- [LIST OF TASKS]
**a.** Name the authors of the 2007 publication cited in the mailing-list message.
**b.** Rewrite the mailing-list message from "That's what I" to "is extremely helpful.", replacing "sophisticated" with "careful".

- [DOCUMENT PASSAGE]
==================================================
[R-sig-ME] Fwd: same old question - lme4 and p-values
Reinhold Kliegl
reinhold.kliegl at gmail.com
Sat Apr 5 13:52:42 CEST 2008
"If you mean to replace them with confidence intervals, I have no
problem with that."
That's what I mean or, perhaps, credibility intervals. Of course, I do
not want to do away with statistics but, in perspective, hope for an
increase in sophisticated application.
Reinhold
On Sat, Apr 5, 2008 at 1:21 PM, Jonathan Baron <baron at psych.upenn.edu> wrote:
> On 04/05/08 12:10, Reinhold Kliegl wrote:
> > Here is a section that worked in Kliegl, Risse, & Laubrock (2007, J
> > Exp Psychol:Human Perception and Performance, 33, 1250-1251).
>
> This is extremely helpful.
>
>
> > In perspective, I think the p-value problem will
> > simply go away.
>
> I'm not sure what you mean here. If you mean to replace them with
> confidence intervals, I have no problem with that. But, as a journal
> editor, I am afraid that I will continue to insist on some sort of
> evidence that effects are real. This can be done in many ways. But
> too many authors submit articles in which the claimed effects can
> result from random variation, either in subjects ("participants*") or
> items, and they don't correctly reject such alternative explanations
> of a difference in means.
==================================================
- [LISTED ENTRIES]
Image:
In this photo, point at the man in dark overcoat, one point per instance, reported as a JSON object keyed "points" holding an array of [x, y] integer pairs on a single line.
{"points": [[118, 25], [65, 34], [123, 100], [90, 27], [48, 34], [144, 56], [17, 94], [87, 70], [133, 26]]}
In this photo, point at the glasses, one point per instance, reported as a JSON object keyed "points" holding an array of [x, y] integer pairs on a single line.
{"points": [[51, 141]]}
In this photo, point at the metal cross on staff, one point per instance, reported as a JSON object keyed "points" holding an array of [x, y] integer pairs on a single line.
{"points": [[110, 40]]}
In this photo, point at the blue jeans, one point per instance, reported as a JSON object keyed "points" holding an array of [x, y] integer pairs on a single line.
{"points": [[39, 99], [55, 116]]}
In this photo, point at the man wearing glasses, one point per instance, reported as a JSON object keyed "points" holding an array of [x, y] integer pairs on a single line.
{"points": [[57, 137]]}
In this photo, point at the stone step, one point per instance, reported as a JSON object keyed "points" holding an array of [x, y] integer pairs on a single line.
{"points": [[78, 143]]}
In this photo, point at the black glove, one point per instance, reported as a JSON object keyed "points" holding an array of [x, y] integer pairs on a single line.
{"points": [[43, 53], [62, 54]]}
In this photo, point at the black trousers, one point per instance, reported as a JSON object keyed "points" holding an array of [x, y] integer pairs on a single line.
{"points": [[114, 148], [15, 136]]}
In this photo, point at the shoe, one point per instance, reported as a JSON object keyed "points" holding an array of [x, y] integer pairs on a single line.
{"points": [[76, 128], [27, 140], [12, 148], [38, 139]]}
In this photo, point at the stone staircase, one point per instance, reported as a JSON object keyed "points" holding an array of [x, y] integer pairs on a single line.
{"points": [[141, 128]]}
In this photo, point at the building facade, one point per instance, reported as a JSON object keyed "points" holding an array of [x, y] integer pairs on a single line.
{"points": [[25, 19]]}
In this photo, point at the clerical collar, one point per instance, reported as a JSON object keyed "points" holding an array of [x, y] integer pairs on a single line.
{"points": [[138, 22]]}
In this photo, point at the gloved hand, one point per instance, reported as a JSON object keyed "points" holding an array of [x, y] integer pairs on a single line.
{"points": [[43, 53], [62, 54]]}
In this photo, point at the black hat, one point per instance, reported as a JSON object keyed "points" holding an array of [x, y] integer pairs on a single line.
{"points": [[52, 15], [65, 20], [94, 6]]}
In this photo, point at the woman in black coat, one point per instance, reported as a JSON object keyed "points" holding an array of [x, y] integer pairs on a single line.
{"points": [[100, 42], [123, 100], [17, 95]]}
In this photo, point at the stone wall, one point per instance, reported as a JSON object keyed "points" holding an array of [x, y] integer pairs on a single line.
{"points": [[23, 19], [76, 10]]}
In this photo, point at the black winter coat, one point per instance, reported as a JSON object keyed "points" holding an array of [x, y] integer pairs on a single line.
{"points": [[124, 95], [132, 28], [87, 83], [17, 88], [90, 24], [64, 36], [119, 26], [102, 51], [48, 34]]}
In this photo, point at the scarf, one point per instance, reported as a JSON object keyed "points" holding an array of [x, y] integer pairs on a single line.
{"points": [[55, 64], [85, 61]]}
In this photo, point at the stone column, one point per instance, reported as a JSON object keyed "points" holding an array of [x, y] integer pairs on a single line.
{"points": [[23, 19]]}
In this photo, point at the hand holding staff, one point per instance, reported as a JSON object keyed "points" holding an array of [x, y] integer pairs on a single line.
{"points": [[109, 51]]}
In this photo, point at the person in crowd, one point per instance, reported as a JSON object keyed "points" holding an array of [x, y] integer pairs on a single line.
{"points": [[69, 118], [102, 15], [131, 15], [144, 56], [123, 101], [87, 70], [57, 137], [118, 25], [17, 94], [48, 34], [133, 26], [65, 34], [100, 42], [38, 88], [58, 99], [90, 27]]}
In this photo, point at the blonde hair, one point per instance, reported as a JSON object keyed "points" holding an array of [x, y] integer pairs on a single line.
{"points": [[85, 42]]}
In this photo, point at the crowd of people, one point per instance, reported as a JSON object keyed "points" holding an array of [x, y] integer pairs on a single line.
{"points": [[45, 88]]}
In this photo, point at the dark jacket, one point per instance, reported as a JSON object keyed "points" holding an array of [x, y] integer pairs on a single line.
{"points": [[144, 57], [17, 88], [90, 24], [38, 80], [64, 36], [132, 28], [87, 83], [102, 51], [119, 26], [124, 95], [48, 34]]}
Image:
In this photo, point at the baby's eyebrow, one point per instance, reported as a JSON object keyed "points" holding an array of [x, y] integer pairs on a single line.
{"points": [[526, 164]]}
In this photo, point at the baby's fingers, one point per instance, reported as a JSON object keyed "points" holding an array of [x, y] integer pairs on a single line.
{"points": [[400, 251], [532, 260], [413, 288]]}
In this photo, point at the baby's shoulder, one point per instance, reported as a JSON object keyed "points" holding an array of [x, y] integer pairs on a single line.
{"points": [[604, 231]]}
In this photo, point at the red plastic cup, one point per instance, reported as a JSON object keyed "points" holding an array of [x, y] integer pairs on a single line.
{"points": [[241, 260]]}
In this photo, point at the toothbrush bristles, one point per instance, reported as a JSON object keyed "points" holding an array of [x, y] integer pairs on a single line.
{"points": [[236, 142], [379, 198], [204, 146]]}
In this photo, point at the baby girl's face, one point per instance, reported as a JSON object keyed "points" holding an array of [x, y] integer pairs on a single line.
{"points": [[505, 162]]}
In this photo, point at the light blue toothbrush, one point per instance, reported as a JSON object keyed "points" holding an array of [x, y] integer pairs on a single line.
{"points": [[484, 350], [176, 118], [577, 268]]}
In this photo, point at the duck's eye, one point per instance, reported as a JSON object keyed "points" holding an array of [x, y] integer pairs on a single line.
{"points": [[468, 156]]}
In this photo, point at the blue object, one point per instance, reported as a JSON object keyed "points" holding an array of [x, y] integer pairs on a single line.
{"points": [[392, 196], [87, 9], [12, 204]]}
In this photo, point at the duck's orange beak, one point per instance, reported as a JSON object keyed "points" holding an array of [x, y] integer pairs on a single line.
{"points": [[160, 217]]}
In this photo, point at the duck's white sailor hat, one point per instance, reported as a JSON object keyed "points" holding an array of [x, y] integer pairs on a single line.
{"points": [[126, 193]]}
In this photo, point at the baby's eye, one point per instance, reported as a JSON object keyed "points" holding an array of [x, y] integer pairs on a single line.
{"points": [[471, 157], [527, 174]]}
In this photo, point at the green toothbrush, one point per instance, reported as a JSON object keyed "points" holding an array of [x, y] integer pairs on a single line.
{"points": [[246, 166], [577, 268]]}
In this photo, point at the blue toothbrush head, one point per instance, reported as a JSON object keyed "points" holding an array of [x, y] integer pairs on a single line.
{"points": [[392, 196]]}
==================================================
- [EXERCISE ANSWERS]
**a.** Kliegl, Risse, Laubrock

**b.**
That's what I mean or, perhaps, credibility intervals. Of course, I do
not want to do away with statistics but, in perspective, hope for an
increase in careful application.
Reinhold
On Sat, Apr 5, 2008 at 1:21 PM, Jonathan Baron <baron at psych.upenn.edu> wrote:
> On 04/05/08 12:10, Reinhold Kliegl wrote:
> > Here is a section that worked in Kliegl, Risse, & Laubrock (2007, J
> > Exp Psychol:Human Perception and Performance, 33, 1250-1251).
>
> This is extremely helpful.